Goal –
Reproduce the listing word for word, starting at the line that contains "task: provide the mask of every instance of the bus" and ending at the line that contains "130), (103, 130)]", with both of those lines included.
───── The records
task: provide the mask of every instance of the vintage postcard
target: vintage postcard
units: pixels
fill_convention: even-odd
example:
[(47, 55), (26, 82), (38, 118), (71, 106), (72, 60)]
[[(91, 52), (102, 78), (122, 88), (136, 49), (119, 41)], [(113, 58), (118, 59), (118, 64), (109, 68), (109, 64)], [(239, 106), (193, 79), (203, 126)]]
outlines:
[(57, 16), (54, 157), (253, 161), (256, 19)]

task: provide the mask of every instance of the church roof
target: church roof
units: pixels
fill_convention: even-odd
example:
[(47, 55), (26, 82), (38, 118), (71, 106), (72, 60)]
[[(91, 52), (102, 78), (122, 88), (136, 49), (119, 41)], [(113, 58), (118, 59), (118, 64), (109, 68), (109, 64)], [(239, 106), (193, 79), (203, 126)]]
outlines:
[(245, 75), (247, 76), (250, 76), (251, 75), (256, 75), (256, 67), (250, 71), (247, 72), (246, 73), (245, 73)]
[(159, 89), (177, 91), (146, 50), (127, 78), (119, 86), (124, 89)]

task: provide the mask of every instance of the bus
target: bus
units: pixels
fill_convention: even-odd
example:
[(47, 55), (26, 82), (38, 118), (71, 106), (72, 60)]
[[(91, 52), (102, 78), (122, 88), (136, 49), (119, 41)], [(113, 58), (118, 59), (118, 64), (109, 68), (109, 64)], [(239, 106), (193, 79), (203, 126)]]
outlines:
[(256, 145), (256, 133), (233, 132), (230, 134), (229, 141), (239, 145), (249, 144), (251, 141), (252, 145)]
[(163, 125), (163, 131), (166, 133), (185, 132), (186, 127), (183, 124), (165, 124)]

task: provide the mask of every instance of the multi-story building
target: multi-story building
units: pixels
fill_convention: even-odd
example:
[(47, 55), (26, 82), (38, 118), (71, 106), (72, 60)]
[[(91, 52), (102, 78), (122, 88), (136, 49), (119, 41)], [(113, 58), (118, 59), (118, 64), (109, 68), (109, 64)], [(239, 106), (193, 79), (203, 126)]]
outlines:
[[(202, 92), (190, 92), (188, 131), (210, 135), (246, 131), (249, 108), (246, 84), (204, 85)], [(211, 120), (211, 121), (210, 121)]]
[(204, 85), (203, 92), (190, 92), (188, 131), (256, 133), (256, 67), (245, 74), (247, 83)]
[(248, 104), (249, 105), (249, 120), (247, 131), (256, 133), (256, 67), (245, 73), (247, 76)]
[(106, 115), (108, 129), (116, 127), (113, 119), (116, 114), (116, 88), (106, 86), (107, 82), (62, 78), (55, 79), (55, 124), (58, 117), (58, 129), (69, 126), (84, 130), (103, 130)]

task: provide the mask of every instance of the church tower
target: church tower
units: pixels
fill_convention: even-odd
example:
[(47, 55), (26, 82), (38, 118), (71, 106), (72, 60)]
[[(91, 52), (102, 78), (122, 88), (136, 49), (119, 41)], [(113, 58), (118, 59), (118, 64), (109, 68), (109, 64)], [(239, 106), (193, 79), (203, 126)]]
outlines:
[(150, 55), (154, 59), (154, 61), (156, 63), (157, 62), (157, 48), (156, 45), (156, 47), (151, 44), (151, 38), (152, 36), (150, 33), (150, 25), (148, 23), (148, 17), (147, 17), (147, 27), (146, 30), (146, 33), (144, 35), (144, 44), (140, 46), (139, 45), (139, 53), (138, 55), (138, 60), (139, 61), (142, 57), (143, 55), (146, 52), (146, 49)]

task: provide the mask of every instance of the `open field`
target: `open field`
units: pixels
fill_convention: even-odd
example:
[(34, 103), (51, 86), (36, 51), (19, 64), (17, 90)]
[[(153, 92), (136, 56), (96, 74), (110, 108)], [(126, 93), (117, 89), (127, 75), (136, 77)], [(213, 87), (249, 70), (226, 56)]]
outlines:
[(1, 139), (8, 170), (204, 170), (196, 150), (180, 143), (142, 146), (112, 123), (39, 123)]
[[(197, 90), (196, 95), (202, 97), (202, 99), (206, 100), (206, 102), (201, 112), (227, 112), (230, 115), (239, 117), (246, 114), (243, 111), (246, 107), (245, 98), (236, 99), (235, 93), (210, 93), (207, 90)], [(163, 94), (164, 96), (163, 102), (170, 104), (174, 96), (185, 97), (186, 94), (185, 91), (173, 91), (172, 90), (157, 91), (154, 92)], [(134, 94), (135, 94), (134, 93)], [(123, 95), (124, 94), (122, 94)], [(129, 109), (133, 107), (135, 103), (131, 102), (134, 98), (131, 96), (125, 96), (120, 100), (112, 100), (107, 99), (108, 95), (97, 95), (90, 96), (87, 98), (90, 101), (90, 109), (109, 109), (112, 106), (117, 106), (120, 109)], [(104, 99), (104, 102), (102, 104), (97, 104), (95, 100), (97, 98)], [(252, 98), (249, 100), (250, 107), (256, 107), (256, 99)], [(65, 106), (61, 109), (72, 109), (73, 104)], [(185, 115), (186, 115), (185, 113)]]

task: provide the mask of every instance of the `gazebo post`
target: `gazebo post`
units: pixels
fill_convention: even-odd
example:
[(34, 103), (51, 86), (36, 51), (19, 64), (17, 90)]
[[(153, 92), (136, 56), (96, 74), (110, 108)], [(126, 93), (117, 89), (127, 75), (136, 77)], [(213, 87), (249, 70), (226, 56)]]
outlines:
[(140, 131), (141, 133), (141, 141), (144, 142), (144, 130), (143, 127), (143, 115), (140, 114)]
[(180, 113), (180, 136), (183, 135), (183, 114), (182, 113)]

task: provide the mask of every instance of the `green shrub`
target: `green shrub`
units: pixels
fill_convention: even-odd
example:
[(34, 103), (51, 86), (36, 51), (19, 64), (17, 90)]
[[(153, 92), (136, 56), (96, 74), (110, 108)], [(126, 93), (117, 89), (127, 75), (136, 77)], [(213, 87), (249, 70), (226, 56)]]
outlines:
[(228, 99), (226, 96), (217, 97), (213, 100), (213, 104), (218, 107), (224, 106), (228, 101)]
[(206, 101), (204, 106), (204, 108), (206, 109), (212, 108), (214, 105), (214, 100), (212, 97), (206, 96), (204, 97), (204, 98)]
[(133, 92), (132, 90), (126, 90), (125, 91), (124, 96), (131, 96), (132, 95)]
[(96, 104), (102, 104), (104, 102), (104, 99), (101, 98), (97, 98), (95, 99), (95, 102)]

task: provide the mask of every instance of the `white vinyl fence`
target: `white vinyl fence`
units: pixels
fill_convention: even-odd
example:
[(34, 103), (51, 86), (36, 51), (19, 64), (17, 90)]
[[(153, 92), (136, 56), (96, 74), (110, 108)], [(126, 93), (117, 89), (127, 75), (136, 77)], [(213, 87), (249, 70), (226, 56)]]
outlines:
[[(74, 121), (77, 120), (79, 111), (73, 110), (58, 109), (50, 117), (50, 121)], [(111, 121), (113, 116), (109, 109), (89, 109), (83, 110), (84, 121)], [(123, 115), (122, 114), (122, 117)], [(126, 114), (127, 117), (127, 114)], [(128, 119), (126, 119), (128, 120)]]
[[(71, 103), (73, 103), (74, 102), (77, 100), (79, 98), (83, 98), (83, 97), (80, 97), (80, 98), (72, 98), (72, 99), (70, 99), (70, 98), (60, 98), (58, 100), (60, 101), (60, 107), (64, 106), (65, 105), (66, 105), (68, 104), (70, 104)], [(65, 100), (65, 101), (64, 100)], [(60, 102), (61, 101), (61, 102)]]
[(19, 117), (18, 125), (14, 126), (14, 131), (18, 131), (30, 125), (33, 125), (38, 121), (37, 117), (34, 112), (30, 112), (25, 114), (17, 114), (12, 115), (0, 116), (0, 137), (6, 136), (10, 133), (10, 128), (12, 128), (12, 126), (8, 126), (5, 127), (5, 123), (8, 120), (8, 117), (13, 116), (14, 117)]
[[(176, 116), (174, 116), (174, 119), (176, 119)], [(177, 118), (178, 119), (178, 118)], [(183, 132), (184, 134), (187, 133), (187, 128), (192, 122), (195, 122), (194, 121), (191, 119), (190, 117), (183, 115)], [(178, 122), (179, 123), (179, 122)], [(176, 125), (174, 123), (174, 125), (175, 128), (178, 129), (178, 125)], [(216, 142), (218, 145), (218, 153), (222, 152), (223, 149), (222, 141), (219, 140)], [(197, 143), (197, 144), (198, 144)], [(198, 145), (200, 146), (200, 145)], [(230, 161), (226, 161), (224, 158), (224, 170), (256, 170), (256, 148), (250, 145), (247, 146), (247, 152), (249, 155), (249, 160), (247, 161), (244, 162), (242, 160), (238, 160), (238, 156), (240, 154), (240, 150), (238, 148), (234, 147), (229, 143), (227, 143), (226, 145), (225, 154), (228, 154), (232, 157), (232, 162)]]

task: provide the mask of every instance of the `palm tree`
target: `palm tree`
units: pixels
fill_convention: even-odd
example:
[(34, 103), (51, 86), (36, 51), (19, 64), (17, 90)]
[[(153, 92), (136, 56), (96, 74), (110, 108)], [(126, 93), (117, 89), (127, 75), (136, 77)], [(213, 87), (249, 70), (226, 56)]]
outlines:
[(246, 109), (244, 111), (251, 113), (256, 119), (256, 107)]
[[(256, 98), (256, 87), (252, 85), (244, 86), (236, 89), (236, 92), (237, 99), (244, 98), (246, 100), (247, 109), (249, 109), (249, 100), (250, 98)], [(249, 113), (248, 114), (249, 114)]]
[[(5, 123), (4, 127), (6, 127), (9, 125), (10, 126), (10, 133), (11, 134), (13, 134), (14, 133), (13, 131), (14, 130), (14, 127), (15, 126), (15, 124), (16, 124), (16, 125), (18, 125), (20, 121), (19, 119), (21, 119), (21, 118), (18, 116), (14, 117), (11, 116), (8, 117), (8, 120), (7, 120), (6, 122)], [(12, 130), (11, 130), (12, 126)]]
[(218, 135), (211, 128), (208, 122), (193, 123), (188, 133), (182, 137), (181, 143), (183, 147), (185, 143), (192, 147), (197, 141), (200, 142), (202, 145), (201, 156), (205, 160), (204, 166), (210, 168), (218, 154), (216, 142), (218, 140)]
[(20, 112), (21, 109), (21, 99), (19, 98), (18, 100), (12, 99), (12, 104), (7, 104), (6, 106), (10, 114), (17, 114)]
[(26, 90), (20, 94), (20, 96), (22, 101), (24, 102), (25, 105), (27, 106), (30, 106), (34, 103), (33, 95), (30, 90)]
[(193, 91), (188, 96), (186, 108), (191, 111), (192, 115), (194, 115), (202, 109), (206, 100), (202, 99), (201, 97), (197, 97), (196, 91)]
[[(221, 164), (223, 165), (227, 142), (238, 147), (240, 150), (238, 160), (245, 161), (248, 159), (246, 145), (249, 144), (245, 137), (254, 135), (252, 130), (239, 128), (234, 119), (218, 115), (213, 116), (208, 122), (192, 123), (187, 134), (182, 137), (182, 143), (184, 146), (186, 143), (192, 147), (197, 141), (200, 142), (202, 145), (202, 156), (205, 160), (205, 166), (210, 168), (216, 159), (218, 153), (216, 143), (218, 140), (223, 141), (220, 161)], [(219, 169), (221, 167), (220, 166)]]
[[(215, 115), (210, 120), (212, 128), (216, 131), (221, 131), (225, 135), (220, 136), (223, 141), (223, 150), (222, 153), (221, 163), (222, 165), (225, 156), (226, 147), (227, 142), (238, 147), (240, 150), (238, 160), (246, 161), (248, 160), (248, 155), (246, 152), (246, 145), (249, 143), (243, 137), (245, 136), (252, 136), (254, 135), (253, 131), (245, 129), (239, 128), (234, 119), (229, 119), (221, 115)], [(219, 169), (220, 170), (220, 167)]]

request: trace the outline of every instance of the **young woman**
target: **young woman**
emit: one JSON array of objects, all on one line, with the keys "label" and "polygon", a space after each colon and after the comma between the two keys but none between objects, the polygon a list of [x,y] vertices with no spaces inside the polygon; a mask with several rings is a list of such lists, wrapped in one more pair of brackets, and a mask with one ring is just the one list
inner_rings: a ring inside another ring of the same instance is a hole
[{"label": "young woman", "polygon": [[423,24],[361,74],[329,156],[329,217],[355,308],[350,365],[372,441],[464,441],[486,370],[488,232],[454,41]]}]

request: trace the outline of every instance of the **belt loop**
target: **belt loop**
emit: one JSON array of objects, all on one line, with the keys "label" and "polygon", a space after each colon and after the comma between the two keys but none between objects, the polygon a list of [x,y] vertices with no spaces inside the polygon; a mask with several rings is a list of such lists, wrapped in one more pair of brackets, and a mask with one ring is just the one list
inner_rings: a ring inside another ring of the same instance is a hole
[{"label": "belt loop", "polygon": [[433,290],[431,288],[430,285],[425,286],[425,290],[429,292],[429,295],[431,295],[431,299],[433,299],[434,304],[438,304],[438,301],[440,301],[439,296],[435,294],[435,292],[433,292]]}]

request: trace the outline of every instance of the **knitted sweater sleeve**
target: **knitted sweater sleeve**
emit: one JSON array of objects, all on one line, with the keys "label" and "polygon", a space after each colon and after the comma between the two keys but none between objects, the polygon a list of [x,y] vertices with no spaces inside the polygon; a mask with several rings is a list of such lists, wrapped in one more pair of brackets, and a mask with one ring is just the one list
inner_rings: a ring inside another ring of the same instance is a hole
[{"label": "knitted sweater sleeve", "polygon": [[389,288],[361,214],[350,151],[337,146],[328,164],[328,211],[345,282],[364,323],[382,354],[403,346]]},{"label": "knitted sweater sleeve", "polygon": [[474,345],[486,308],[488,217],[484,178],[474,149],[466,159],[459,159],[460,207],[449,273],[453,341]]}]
──────────
The response –
task: provide the mask of every instance of the bus
target: bus
units: pixels
fill_convention: even-odd
example:
[(47, 55), (26, 82), (38, 118), (71, 106), (72, 60)]
[[(91, 52), (102, 78), (122, 88), (136, 49), (119, 41)], [(113, 58), (118, 59), (118, 64), (109, 68), (109, 64)], [(239, 106), (193, 79), (203, 126)]]
outlines:
[(256, 145), (256, 133), (233, 132), (230, 134), (229, 141), (239, 145), (249, 144), (251, 141), (252, 145)]
[(163, 125), (163, 131), (166, 133), (185, 132), (186, 127), (183, 124), (165, 124)]

task: provide the mask of every instance of the multi-story building
target: multi-story building
units: pixels
fill_convention: even-odd
example:
[(47, 55), (26, 82), (38, 118), (71, 106), (72, 60)]
[[(91, 52), (102, 78), (122, 88), (136, 49), (119, 41)], [(113, 58), (118, 59), (118, 64), (109, 68), (109, 64)], [(239, 106), (193, 79), (203, 126)]]
outlines:
[[(202, 92), (190, 92), (188, 131), (210, 135), (246, 131), (249, 108), (246, 84), (204, 85)], [(211, 120), (211, 121), (210, 121)]]
[(204, 85), (203, 92), (190, 92), (188, 131), (256, 133), (256, 67), (245, 74), (247, 83)]
[(248, 104), (249, 105), (249, 120), (247, 131), (256, 133), (256, 67), (245, 73), (247, 76)]
[(106, 115), (108, 129), (116, 127), (113, 119), (116, 114), (116, 88), (106, 86), (107, 82), (62, 78), (55, 79), (55, 124), (58, 117), (58, 129), (69, 126), (84, 130), (103, 130)]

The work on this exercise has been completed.